EXTRACT TO READ:
Begin

In other words, time is how you positively expose yourself to luck while investing. Stock market returns are quite random over short time periods like a day or a week. The variation can be significant even over a full year (which is the typical frequency at which a lot of investors evaluate performance). Looking at the last 101 years (1923 – 2023), stock market returns have been positive across 75 calendar years (74% of the time), but as you can see in the chart below, the variation is massive. We’ve seen calendar year returns as high as 54% (1932) and as low as -42% (1930). In fact, in 12 of those calendar years, annual returns were below -10%.

But as the time horizon extends, the odds of success go up. Returns across rolling 5-year periods were positive 89% of the time and ranged from -12% to 28% (annualized). Move to 10 years, and it’s even better, with rolling 10-year returns positive 97% of the time. There’s never been a rolling 20- or 30-year period in which stock market returns were negative. In fact, the worst 30-year return was 8.5% (1929 – 1958) – which meant $10,000 invested would have “only” turned into about $115,000.

End

DATA BLOCK:
Begin

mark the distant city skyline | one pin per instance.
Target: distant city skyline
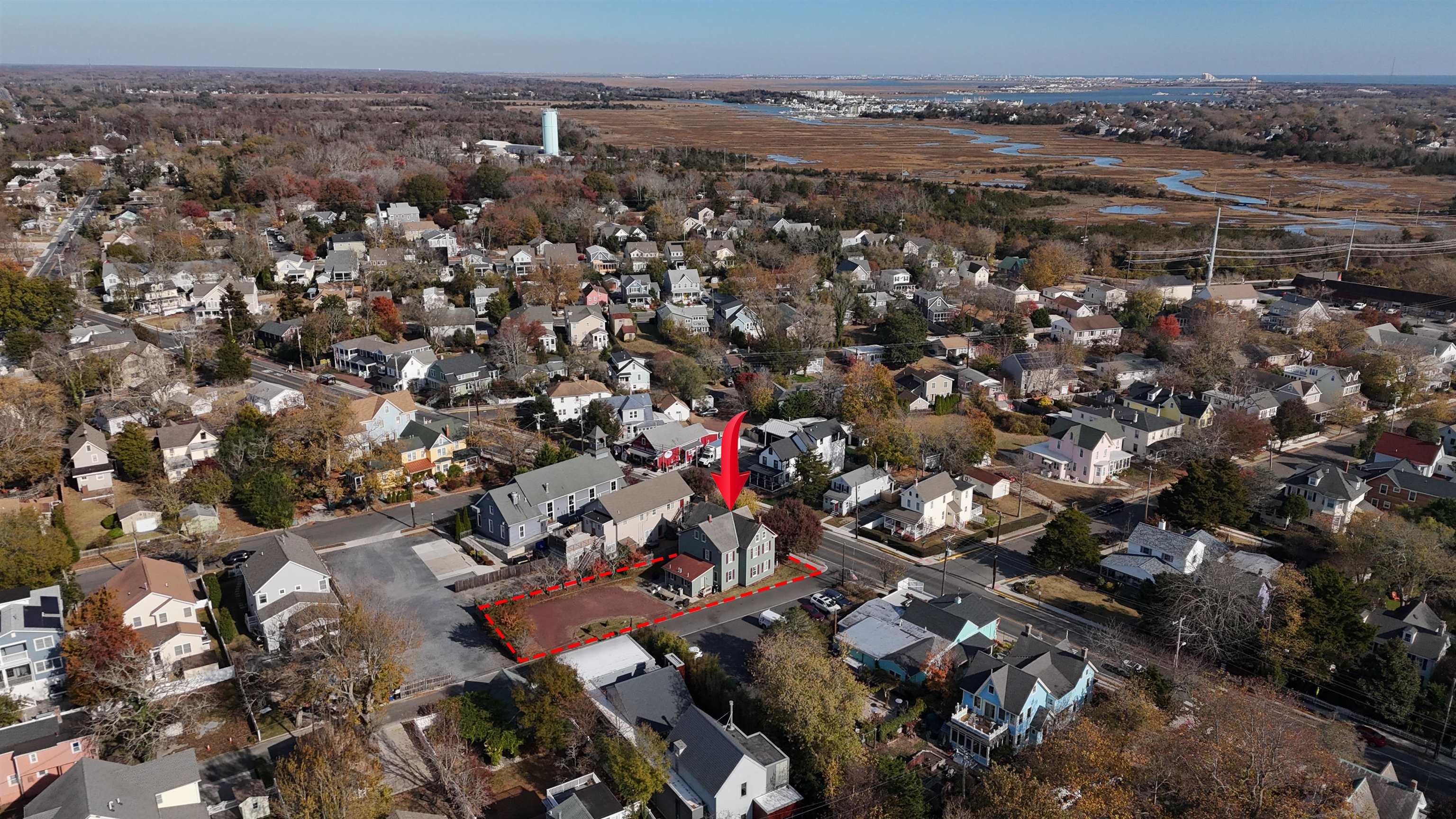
(752, 37)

End

PROBLEM SET:
1 – Retype the passage on stock market returns from "But as the time" up to and including "into about $115,000.".
2 – Continue the passage on stock market returns, picking up after its last sentence.
The material has no connection to the text about stock market returns.

THE RESPONSES:
1 –
But as the time horizon extends, the odds of success go up. Returns across rolling 5-year periods were positive 89% of the time and ranged from -12% to 28% (annualized). Move to 10 years, and it’s even better, with rolling 10-year returns positive 97% of the time. There’s never been a rolling 20- or 30-year period in which stock market returns were negative. In fact, the worst 30-year return was 8.5% (1929 – 1958) – which meant $10,000 invested would have “only” turned into about $115,000.

2 –
In short, time diversifies risk.

“Stay With the Market, In Sensible Investments”

I think it’s safe to say, Prof. Siegel meant that you want your equity portfolio to be broadly diversified, perhaps in something like the S&P 500, or the total stock market, which includes mid- and small-cap stocks. The results I showed above are for the S&P 500. While it’s widely thought of as a “passive” index, the components within are anything but “buy and hold.”

  • As companies get larger by market capitalization, they become a larger portion of the index. So, there’s inherent (long-term) momentum within its construction.
  • The S&P 500 “index committee” actively decides which companies go in and out of the index each year, manifesting in about 5% turnover per year, i.e. about 20 names go in and out on average. Just since 2015, about 180 companies in the S&P 500 have been replaced, so the S&P 500 you bought in 2015 is very different from the S&P 500 you buy today.

In short, the broad S&P 500 index, or “the market” evolves with the economy, which is a great way to grow and preserve wealth.

In contrast, concentrated stock positions can sometimes be a great way to grow wealth (this is where luck really comes in), but it’s almost always a terrible way to preserve wealth. Hendrik Bessembinder, a Professor of Finance at Arizona State University, looked at about 26,000 stocks listed on the NYSE, Amex, and Nasdaq exchanges from 1926-2016 and found some amazing results

  • Just 43% of the stocks (about 4 out of 10 stocks) have a buy and hold return above that of T-bills over their entire lifetime.
  • More than half of them deliver negative lifetime returns.
  • The single most frequent outcome for individual stocks over their full lifetime is a loss of 100%!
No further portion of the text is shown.